> **GIVEN EXERCISE**
Reproduce verbatim the rows between the line holding "segment --target=speckled stone countertop" and the line holding "129), (231, 126)]]", inclusive, and nothing else.

> **STORED RECORDS**
-*-

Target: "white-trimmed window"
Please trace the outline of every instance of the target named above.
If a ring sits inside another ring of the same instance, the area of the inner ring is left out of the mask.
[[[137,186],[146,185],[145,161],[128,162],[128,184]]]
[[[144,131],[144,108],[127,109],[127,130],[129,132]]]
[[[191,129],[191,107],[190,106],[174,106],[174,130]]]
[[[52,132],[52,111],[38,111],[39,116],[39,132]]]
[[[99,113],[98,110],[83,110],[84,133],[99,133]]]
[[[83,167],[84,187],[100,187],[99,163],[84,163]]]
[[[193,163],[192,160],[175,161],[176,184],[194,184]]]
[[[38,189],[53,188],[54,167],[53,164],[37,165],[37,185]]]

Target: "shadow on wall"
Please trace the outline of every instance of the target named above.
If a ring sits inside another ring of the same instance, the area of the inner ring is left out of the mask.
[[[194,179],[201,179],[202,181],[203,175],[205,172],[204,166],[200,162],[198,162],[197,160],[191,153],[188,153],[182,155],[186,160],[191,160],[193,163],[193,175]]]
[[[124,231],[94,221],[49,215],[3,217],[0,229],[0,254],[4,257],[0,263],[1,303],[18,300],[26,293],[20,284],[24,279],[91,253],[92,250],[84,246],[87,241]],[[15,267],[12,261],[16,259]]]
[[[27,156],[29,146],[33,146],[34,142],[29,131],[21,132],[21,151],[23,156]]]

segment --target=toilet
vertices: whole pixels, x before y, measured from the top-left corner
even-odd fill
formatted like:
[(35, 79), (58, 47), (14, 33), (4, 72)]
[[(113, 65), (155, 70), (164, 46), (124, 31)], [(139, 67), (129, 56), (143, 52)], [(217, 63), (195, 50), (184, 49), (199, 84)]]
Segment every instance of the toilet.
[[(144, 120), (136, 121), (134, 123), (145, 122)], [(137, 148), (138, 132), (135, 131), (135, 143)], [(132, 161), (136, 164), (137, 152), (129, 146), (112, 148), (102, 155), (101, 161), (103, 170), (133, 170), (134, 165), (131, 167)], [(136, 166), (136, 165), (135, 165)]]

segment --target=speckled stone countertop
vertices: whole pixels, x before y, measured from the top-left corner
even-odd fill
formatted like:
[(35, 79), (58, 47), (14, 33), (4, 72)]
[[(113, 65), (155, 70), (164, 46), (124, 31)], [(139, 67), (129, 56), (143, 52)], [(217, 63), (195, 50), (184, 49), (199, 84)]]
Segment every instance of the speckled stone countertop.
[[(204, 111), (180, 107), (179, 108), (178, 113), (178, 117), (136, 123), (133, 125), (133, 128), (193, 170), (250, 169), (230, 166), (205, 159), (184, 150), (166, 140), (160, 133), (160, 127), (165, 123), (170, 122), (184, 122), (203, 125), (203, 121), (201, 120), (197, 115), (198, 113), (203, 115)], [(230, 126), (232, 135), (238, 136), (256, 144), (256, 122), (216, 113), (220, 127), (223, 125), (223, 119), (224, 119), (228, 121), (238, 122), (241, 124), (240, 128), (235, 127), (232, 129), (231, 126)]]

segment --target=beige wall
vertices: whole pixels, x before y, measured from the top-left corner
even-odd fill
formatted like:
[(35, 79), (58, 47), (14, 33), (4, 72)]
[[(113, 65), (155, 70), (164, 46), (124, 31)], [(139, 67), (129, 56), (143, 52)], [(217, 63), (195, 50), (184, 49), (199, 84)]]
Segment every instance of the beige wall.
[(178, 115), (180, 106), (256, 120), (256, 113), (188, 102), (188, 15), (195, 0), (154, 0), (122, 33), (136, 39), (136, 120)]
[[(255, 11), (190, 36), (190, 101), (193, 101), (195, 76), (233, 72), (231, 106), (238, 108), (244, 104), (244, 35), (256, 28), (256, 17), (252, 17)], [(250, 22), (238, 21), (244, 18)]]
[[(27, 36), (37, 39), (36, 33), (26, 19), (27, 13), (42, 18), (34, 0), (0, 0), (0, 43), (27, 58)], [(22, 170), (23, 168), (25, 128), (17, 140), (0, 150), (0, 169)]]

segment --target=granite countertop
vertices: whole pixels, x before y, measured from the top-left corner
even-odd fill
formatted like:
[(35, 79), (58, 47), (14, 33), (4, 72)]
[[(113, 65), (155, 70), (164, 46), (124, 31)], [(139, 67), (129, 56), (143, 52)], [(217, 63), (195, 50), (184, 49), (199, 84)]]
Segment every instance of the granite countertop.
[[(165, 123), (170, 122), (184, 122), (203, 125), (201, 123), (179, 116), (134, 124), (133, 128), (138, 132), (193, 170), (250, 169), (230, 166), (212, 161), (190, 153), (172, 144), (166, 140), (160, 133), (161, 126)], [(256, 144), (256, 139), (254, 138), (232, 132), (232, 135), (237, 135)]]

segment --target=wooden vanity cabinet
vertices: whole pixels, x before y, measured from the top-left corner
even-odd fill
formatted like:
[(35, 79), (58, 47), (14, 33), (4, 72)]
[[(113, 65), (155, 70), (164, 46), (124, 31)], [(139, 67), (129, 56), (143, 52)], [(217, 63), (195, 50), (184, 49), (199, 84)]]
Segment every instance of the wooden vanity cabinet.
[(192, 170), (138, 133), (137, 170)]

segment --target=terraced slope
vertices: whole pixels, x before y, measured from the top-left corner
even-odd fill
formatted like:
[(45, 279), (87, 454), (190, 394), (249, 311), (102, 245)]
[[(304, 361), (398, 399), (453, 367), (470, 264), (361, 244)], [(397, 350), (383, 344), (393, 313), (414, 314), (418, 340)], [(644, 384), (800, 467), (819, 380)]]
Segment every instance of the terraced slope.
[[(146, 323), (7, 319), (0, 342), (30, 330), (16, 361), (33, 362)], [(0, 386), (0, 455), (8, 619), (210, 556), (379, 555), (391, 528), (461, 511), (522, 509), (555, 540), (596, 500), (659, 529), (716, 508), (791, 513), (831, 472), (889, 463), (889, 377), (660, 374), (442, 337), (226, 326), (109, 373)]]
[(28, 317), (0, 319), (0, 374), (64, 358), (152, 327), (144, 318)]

-*-

> **TASK RESPONSE**
segment --target=speckled stone countertop
vertices: whole pixels, x before y, measured from the top-left corner
even-odd fill
formatted like:
[(35, 79), (58, 47), (14, 33), (4, 72)]
[[(113, 65), (155, 70), (164, 46), (124, 31)], [(139, 67), (129, 56), (143, 52)], [(217, 63), (195, 50), (184, 49), (199, 84)]]
Segment every instance of the speckled stone countertop.
[[(204, 111), (180, 107), (179, 108), (178, 113), (178, 117), (136, 123), (133, 125), (133, 128), (193, 170), (250, 169), (230, 166), (205, 159), (184, 150), (166, 140), (160, 133), (160, 127), (165, 123), (170, 122), (184, 122), (203, 125), (203, 121), (201, 120), (197, 115), (198, 113), (203, 115)], [(230, 126), (232, 135), (238, 136), (256, 144), (256, 122), (216, 113), (220, 127), (223, 125), (223, 119), (224, 119), (228, 121), (238, 122), (241, 124), (240, 128), (235, 127), (232, 129), (231, 126)]]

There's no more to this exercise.